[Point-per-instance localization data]
*** Begin section ***
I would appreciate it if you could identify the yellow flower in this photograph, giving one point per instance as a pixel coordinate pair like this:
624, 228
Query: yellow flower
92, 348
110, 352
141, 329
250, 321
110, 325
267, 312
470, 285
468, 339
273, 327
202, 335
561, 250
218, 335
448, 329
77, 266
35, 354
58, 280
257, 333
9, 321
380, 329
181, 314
*** End section ***
Each entry above has to be duplicated exactly as it stands.

I would appreciate it if you could identify the yellow flower in this photograph, giving one point per instance as a pixel coordinate pair like this:
624, 228
Query: yellow flower
92, 348
110, 352
141, 329
250, 321
110, 325
267, 312
470, 285
468, 339
273, 327
202, 335
561, 250
218, 335
448, 329
77, 266
35, 354
58, 280
257, 333
9, 321
380, 329
181, 314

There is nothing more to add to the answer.